**APLIQUE A LEITURA**:
A: Segundo o texto sobre o uso inapropriado da Filosofia, em que jornal e em que data saiu o artigo de Luiz Felipe Pondé?
B: Continue o texto sobre o uso inapropriado da Filosofia a partir do ponto em que ele termina.

**TRECHO DA PÁGINA**:
::::::
Sobre o uso inapropriado da Filosofia

Em recente artigo (Gazeta do Povo, 20 abril) o filósofo Luiz Felipe Pondé enaltece Lucrécio, autor de "Da Natureza das Coisas", século I a. C. Os pontos ressaltados são a concepção de cosmo com limite, o acaso, a natureza se compõe de átomos em livre movimento, e, como diz Pondé, "morreu, acabou". Tudo bem, expressa seu materialismo, o que é uma postura filosófica defensável e respeitável. O mau uso de seu materialismo vem de sua pura e simples condenação de se pensar em outra possibilidade. Liberdade, contingência, mas não como coisa de adolescente, defende ele; felicidade, mas não aquela proporcionada pela abertura de um shopping center. E prossegue, sempre na primeira pessoa, eu creio que tudo acaba, eu condeno quem acredita na vida eterna, eu condeno o prazer imediato, e eu digo que tudo é tão simples quanto cuidar bem das eventuais mulheres que compartilharem de sua cama.
Ops! Não estaria Pondé sendo moderno, bacana, de certa forma querendo se mostrar contestador e, talvez, chocando seus leitores?
Filosofar requer respeito às posições de outros filósofos que pensam diferentemente, requer olhar sempre para o outro lado, requer despojar-se de orgulho e de jactar-se como aquele que tem razão, que tem certeza, e isso apoiado em alguns conceitos retirados de outro filósofo, no caso Lucrécio, cujo pensamento é interessante, e, como todos os filósofos, leva a refletir, a clarear, a mostrar novos caminhos, outras visões, mas, certamente, sem a vaidade de pretender que sua posição elimina todas as outras. Em especial com argumentos que detonam o adversário ("são teenagers" adjetiva Pondé, o que pressupõe ser ele adulto...) em lugar de dialogar e expor razões, sempre com argumentos.
::::::
**Dados de marcação de pontos em imagens**:
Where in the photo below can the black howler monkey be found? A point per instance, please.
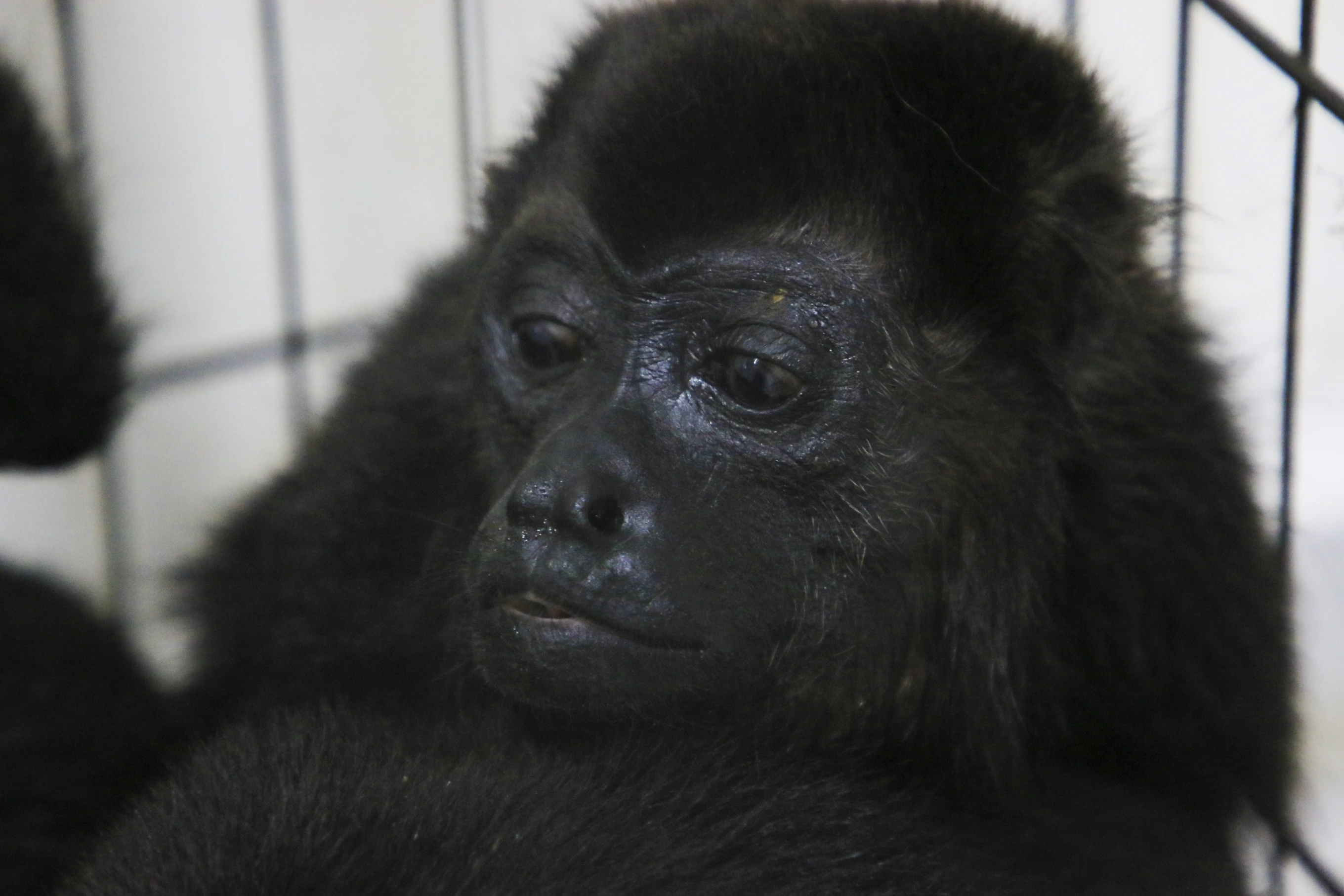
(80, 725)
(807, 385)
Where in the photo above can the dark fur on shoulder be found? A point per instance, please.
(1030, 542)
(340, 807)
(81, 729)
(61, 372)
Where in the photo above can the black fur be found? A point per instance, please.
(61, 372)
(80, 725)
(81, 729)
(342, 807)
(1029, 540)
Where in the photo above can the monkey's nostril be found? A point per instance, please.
::::::
**RESPOSTAS POR ITEM**:
A: Na Gazeta do Povo, em 20 de abril.

B:
O uso inapropriado da filosofia, para o enaltecimento próprio e o desprezo pelo outro, leva a becos sem saída. Quer dizer, se você é tão sábio assim, eu humildemente me recolho à minha insignificância.
Pelo contrário, filosofar deve ampliar horizontes, mostrar que tais e tais filósofos, ao adotar tais e tais posições, abrem perspectivas, arejam o pensamento.
***
Um exemplo de crítica aos que defendem a vida eterna, sem desprezar essa posição, se encontra na seguinte reflexão de Wittgenstein: "como seria uma vida eterna?" Imediatamente surgem questões, o inusitado, a beleza da Filosofia!
Desse modo, o público interessado em filosofia, especialmente os alunos de filosofia, aprenderiam algo mais, refletiriam com mais acerto, ficariam intrigados com a proposta de se pensar como seria "vida" que fosse também "eterna". Há nessa proposta um oximoro e são conceitos combináveis ou há um paradoxo? Quer dizer, como pode a vida que implica necessariamente em nascimento e morte, portanto, inteiramente imersa na temporalidade, ser eterna, durar para sempre?
***
Filósofos não podem simplesmente afirmar terem razão e desprezarem seu oponente dialógico. Filosofar requer troca de ideias e conceitos.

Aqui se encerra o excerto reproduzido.